-- Dataset extract start --

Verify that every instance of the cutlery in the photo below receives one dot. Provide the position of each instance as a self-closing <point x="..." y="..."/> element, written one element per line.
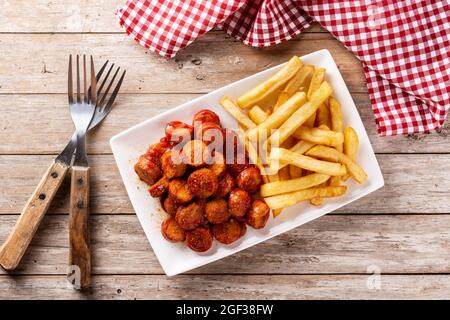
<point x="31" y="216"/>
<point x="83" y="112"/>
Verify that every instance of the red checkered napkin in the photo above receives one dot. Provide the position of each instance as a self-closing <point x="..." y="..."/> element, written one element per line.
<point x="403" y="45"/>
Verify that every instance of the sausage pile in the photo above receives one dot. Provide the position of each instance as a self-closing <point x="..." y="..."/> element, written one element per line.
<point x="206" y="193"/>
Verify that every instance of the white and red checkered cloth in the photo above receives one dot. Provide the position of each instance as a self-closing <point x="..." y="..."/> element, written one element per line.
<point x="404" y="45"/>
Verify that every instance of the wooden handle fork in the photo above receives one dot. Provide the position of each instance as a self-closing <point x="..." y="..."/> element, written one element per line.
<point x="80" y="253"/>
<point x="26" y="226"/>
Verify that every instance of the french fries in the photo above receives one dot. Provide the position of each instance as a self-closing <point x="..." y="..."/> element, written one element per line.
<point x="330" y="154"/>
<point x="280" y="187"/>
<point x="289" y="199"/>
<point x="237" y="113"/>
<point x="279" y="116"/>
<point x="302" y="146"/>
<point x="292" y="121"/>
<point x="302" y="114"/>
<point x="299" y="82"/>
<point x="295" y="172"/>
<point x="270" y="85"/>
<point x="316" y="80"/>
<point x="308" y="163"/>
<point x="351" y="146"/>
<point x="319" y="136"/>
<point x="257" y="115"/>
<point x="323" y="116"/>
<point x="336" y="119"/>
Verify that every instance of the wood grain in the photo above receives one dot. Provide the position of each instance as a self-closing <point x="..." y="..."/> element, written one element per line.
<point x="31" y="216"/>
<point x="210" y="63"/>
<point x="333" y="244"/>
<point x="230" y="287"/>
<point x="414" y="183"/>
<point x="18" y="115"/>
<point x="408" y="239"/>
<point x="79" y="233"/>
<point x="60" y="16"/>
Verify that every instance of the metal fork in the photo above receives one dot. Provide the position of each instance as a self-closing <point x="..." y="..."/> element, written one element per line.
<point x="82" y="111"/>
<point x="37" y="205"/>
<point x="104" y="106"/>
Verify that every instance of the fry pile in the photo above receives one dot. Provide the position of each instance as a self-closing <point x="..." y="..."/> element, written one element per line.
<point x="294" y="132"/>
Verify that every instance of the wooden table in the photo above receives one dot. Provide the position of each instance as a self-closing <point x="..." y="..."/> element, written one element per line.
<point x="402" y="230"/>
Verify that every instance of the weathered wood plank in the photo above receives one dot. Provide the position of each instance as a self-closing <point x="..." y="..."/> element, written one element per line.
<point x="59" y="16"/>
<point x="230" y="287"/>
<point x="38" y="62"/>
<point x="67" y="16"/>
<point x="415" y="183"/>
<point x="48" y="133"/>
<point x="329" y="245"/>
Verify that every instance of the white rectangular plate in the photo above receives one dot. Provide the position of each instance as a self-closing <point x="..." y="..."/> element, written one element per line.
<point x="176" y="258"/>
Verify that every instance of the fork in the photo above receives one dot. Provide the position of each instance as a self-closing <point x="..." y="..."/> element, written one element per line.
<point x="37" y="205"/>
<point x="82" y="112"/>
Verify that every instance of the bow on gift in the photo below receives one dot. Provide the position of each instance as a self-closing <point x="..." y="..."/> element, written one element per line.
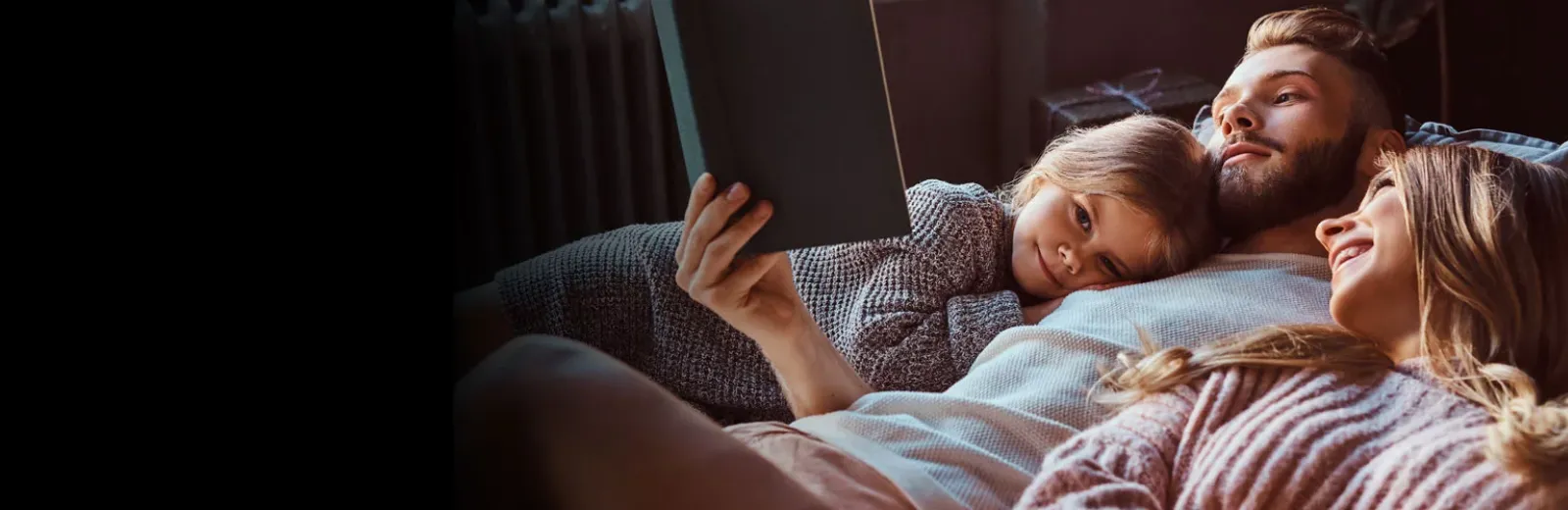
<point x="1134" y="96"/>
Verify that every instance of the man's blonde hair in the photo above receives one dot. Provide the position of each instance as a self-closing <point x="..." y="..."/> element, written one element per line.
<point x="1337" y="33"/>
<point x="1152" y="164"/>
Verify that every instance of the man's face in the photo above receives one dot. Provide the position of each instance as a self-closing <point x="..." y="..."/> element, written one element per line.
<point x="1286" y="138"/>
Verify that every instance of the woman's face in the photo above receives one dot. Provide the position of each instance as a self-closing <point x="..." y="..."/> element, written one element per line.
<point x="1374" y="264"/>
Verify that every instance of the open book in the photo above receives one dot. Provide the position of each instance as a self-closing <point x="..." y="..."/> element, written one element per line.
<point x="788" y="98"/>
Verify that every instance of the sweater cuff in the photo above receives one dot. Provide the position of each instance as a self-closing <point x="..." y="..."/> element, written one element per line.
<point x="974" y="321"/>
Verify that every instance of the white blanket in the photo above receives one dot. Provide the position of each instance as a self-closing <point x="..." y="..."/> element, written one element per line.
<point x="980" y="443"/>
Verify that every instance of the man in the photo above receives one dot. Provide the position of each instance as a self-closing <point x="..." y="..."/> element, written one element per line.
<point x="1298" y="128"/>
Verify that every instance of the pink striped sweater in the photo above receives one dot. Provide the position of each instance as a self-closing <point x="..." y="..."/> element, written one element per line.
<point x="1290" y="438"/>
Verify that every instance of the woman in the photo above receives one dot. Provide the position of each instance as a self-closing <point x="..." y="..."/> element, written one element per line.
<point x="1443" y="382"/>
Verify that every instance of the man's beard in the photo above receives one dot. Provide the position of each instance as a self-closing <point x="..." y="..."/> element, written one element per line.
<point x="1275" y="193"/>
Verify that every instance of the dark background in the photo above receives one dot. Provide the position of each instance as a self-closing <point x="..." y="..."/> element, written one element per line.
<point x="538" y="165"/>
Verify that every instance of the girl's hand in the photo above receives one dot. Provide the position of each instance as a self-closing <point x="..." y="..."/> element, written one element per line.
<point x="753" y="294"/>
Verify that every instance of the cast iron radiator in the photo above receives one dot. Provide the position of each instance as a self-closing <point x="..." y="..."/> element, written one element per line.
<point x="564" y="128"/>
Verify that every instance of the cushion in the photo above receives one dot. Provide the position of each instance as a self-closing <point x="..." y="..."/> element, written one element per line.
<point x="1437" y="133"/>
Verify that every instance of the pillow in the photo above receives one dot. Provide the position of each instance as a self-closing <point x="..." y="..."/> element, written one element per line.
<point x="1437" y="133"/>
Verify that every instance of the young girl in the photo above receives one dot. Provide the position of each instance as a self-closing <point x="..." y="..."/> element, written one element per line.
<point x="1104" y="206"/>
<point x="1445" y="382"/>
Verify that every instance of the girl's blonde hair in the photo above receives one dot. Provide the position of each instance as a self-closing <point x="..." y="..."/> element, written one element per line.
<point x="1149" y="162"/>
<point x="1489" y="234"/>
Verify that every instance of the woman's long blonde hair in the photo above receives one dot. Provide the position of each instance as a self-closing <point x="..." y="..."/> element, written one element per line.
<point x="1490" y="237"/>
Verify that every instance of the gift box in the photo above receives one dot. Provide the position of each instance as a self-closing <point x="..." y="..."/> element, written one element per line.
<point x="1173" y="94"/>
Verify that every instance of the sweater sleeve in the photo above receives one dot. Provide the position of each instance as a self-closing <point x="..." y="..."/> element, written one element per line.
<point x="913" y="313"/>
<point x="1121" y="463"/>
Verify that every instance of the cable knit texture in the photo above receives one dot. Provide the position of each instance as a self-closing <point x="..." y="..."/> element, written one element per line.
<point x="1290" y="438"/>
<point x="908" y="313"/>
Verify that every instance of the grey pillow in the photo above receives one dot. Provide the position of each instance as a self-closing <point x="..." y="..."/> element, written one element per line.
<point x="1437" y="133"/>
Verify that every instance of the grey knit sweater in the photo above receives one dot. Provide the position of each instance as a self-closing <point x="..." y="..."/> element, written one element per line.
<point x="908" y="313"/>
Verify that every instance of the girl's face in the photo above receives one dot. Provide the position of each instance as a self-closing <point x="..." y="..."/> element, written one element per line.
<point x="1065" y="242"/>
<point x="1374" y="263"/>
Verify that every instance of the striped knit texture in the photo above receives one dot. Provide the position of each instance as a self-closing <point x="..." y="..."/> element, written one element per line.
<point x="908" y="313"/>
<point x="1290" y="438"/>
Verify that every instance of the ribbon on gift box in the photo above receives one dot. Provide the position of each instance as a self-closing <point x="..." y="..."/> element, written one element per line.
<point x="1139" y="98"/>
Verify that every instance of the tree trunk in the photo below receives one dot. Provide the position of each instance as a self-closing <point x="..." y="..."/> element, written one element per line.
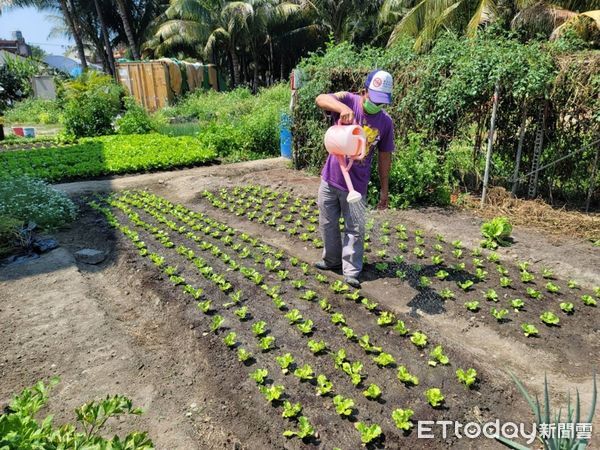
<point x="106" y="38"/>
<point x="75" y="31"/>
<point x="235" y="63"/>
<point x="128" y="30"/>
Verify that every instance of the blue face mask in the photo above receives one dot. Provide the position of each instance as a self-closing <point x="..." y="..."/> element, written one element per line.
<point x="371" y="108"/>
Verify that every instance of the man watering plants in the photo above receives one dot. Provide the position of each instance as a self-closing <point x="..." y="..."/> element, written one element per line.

-- Dataset extract end --

■ Exercise requirements ■
Every line from the one containing "Verify that every instance of the girl's face" through the end of the listing is to be copied exactly; the pictures are not.

■ Exercise response ■
Verify that every instance of the girl's face in the photo above receives one dot. Provide the position of each instance as a self-closing <point x="..." y="..."/> element, written one element per line.
<point x="1065" y="242"/>
<point x="1374" y="263"/>
Verify that every instance of the striped knit texture in the photo above receives one dot. Provide the position of each instance as a self-closing <point x="..." y="..."/> element, written one element per line.
<point x="908" y="313"/>
<point x="1290" y="438"/>
Verify that every instance of the ribbon on gift box in the photo above receives one dot. Provide the position of each instance as a self-closing <point x="..." y="..."/> element, written one element per line.
<point x="1139" y="98"/>
Verify that every instance of the tree trunk in the photo below receives one dot. Provide the position of each instance as a self-closing <point x="..." y="..."/> element, written one element per line.
<point x="106" y="38"/>
<point x="75" y="31"/>
<point x="235" y="63"/>
<point x="128" y="30"/>
Verify that every instance of the blue face mask in the photo above receives one dot. Provide the position of each instance as a self-closing <point x="..." y="..."/> element, written one element per line.
<point x="371" y="108"/>
Verify that every instance of the man watering plants in the photo above receives one dot. Provide the position of each instance as a self-closing <point x="..." y="..."/> element, written one element per line.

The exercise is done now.